— start of Provided data —
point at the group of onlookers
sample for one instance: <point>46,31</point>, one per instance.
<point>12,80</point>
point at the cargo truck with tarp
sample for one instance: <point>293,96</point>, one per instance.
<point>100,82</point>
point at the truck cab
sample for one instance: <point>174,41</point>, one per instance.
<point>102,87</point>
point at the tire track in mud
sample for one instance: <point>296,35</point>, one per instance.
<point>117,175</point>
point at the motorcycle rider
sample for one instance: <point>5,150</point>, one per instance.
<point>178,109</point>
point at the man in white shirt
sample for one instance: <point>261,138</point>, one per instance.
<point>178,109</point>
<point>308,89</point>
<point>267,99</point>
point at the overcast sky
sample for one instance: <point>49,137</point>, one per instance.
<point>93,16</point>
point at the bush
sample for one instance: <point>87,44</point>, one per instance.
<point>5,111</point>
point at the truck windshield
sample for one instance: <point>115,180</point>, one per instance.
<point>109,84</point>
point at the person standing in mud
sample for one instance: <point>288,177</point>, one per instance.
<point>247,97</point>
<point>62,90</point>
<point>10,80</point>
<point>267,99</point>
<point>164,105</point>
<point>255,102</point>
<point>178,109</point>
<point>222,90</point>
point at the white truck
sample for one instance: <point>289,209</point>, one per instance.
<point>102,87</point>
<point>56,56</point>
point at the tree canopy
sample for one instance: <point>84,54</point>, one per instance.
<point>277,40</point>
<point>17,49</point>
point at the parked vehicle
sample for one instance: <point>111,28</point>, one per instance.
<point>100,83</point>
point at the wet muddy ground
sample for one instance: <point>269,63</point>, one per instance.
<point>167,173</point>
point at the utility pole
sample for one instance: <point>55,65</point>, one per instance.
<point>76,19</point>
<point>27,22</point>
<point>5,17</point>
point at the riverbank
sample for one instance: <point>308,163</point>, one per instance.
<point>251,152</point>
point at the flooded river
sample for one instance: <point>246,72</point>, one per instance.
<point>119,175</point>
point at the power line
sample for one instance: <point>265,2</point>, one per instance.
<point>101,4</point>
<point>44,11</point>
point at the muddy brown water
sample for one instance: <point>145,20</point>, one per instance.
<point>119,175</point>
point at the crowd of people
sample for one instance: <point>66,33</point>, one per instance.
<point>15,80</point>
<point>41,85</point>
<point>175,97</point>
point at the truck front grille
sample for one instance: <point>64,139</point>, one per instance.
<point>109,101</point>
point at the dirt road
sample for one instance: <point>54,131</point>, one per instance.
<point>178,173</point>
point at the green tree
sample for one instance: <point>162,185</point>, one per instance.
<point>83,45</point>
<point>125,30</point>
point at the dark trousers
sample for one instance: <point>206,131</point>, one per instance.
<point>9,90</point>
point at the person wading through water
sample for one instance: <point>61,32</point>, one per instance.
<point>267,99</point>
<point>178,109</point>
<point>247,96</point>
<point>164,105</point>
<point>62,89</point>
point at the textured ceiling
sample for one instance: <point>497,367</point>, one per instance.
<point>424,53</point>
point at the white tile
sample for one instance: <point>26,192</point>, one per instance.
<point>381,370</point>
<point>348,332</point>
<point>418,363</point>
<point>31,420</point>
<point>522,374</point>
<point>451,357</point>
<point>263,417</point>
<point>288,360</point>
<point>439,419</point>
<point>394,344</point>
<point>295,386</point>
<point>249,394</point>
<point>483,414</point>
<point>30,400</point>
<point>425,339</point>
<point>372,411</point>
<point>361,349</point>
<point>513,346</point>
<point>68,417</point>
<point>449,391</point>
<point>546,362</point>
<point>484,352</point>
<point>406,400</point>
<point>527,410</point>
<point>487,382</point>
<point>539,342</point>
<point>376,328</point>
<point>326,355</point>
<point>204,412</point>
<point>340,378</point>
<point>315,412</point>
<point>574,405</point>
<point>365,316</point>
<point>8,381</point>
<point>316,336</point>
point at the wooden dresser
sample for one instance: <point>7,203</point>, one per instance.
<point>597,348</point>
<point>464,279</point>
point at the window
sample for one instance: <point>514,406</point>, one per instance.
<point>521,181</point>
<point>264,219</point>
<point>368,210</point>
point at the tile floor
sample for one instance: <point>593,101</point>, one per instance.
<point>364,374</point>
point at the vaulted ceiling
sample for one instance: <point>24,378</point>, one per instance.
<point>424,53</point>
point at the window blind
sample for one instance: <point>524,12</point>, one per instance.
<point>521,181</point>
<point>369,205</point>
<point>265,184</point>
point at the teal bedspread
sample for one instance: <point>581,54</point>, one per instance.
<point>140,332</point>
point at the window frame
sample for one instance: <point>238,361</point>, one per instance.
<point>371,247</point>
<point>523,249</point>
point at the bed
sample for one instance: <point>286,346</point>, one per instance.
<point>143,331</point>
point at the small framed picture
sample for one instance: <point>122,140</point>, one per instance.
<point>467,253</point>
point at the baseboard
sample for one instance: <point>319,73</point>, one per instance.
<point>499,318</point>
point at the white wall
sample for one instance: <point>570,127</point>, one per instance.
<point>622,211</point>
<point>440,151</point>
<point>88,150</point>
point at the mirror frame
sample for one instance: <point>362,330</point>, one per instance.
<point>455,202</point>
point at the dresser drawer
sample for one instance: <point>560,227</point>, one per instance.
— end of Provided data —
#### [Exercise brief]
Resize the items between the lines holding "point at the white tile" and "<point>316,336</point>", inclusive. Rewrite every one of those lines, requests included, with the coordinates in each answer point multiplied by 0.5 and rounded to whole numbers, halves up; leave the requests and their sample points as they are, and return only these lines.

#### [The answer]
point at the white tile
sample for one instance: <point>26,192</point>, one per instance.
<point>191,185</point>
<point>174,166</point>
<point>209,182</point>
<point>16,210</point>
<point>261,187</point>
<point>226,179</point>
<point>132,209</point>
<point>144,180</point>
<point>220,210</point>
<point>197,172</point>
<point>148,193</point>
<point>125,197</point>
<point>242,207</point>
<point>15,200</point>
<point>213,170</point>
<point>186,206</point>
<point>181,175</point>
<point>257,173</point>
<point>34,209</point>
<point>225,196</point>
<point>273,181</point>
<point>242,176</point>
<point>203,200</point>
<point>264,205</point>
<point>244,191</point>
<point>270,171</point>
<point>188,164</point>
<point>163,178</point>
<point>102,206</point>
<point>170,189</point>
<point>158,206</point>
<point>287,203</point>
<point>183,158</point>
<point>4,191</point>
<point>158,168</point>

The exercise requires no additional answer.